■ **EXERCISE TASK**
Revise the data below so that "green tree" becomes "leafy tree" wherever it occurs, leaving everything else unchanged.

Excerpts from point annotation data:
********

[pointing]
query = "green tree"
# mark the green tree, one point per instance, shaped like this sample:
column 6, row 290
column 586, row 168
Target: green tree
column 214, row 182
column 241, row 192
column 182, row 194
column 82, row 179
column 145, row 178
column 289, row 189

********

■ **ANSWER TO THIS TASK**
[pointing]
query = "leafy tree"
# mark the leafy tree, one point per instance, shaped like this sample:
column 6, row 290
column 586, row 168
Target: leafy tree
column 214, row 182
column 241, row 192
column 182, row 194
column 82, row 179
column 145, row 178
column 289, row 189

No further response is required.